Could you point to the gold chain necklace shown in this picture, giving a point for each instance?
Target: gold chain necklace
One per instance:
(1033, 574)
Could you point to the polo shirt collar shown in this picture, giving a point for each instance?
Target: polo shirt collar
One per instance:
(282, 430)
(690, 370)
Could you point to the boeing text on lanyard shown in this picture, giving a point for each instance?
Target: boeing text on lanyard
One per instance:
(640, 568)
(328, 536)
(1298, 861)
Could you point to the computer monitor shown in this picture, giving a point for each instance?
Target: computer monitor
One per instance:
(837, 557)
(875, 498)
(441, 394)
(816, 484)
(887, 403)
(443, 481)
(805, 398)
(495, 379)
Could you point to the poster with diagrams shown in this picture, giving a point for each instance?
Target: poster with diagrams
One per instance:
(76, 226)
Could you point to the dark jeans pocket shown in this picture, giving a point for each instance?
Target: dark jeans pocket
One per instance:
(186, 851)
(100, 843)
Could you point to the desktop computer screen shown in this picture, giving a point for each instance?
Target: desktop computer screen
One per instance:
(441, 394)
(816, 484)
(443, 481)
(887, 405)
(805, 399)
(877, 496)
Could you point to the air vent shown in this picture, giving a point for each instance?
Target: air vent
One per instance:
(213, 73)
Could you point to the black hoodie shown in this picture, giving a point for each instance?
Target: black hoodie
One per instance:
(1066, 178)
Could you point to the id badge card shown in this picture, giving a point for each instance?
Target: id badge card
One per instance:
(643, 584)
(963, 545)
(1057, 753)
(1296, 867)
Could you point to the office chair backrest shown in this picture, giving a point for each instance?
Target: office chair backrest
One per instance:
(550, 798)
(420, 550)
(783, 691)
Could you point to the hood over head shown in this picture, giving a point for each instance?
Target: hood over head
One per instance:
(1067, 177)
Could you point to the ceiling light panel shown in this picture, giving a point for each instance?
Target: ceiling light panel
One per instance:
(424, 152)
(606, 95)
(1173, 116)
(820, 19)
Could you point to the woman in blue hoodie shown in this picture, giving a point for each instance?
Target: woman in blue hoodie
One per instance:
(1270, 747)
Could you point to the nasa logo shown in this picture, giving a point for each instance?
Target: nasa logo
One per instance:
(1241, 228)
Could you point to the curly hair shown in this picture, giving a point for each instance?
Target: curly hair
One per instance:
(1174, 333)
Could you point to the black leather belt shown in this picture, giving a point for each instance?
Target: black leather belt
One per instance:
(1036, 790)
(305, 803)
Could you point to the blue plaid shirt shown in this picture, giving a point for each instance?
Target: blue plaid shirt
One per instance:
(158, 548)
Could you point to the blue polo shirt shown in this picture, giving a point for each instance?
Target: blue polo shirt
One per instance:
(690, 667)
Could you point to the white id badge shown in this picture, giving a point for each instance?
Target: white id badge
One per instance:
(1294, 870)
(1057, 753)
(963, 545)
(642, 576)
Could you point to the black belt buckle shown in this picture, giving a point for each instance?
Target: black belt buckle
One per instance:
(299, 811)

#### Brief:
Copy all of the data exactly.

#### Result of this task:
Could you point to the gold chain necklace shown in this picture, giving a point for each instance?
Target: gold chain necklace
One per instance:
(1033, 574)
Could you point to the polo shirt collar shown in this picture, giving a point for each instance?
Target: polo shirt collar
One per instance:
(282, 430)
(690, 370)
Could you point to the boeing text on lanyard shown in this picture, giving a point for each instance?
Target: boeing text on lanyard
One per instance:
(640, 568)
(328, 536)
(1298, 861)
Could you point to the computer monitor shown in this picture, giving a point for each instance?
Target: computer monitor
One per instance:
(837, 557)
(875, 498)
(441, 394)
(816, 484)
(887, 403)
(443, 481)
(805, 398)
(495, 379)
Could you point to the poster with diagrams shown in this picture, giving a point for each instance?
Target: poster with diagrams
One per instance:
(76, 226)
Could you point to the dark jeans pocket shown in this picture, giving a point for each instance?
Target: dark jeans pocket
One per instance:
(186, 851)
(100, 843)
Could you point to the desktop computer screen shown in this picture, giving a point for each instance?
Target: desktop computer screen
One per instance:
(441, 394)
(816, 484)
(443, 481)
(887, 405)
(805, 399)
(877, 496)
Could you point to the air vent shown in this picture, giving a point for each instance?
Target: air vent
One per instance:
(213, 73)
Could you point to the black hoodie shown in this picture, giving a point for each instance?
Target: black hoodie
One per instance:
(1066, 178)
Could you point to the id badge card shown in this picture, giving a point for each instance?
Target: id badge card
One per instance:
(643, 584)
(963, 545)
(1057, 753)
(1296, 867)
Could you point to the office chair backrest shown in this picture, giving a point for each instance?
Target: office chair backrest
One per instance:
(550, 798)
(420, 550)
(783, 691)
Could you point to the hood over head shown in this picture, giving a point for each instance?
Target: hood over head
One per instance:
(1067, 177)
Could you point to the ceiling light panel shown in this picture, giving a point for each instance?
Target: ceiling light panel
One per instance:
(424, 152)
(606, 95)
(1173, 116)
(820, 19)
Could you point to the woman in blue hoodie shown in this picture, giving a point for each instance?
Target: woman in blue hoodie
One per instance:
(1270, 747)
Could you point to the nasa logo shown in this picture, giving a point for each instance?
Target: nasa logo
One per instance:
(1241, 228)
Could you point to the curly hair shown in this picture, giving a point for each instance?
Target: curly hair
One per instance:
(1174, 333)
Could you point to the black leather belt shown in this picture, giving a point for each instance?
Target: black leather belt
One per instance:
(1036, 790)
(305, 803)
Could you point to the blue plaid shirt shown in this picture, giving a point for each instance?
Target: blue plaid shirt
One per instance:
(158, 548)
Could you point to the blue polo shirt shown in this picture, giving a point for each instance?
Target: blue polo shirt
One per instance:
(690, 667)
Could you point to the white id badge shown in this picture, giving a point for each instance?
Target: white id badge
One per instance:
(1294, 870)
(1057, 753)
(963, 545)
(642, 576)
Could you point to the black belt buckle shown in this picture, giving a point for each instance?
Target: black belt buckle
One per instance:
(299, 811)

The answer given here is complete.